• EXERCISE: Count the lines in the records below that contain the string "dress", matching case exactly, and reply with that number alone.
──────── EXTRACTED RECORDS ────────
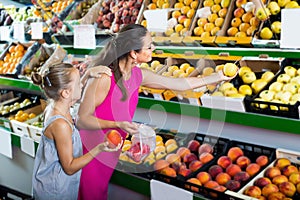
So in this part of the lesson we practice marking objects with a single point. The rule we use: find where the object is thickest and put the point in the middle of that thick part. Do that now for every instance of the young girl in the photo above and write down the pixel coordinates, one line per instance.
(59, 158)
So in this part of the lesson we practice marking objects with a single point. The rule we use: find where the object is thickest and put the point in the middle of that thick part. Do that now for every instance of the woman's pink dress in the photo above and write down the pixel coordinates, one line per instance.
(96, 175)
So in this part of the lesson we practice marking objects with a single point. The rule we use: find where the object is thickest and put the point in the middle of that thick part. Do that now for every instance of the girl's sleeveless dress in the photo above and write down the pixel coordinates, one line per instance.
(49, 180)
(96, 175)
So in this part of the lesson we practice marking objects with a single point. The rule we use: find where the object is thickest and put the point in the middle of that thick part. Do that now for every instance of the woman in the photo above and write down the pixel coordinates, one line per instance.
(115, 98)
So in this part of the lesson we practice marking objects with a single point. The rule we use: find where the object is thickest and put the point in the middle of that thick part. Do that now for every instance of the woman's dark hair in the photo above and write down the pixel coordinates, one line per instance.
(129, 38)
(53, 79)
────────
──────── EXTRACTED RECORDS ────────
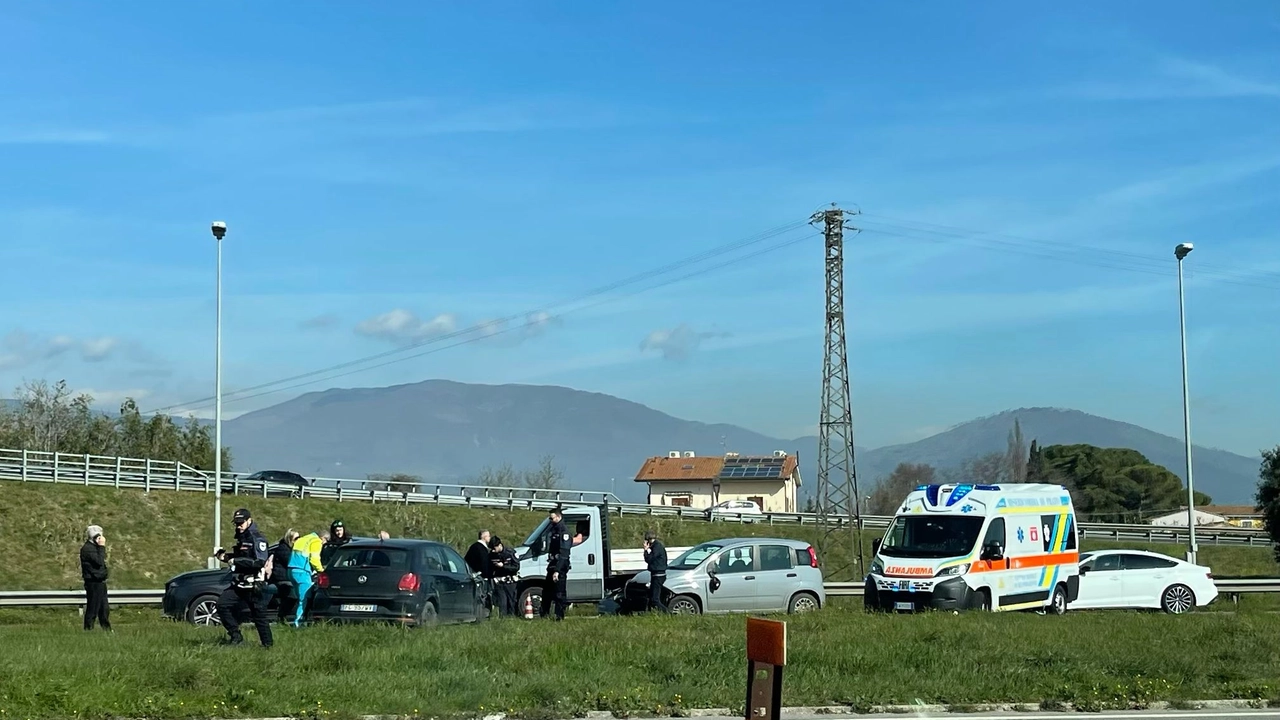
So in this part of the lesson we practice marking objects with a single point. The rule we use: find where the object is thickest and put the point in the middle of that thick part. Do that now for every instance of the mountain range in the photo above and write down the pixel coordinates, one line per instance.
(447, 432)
────────
• RESPONSE BELOW: 2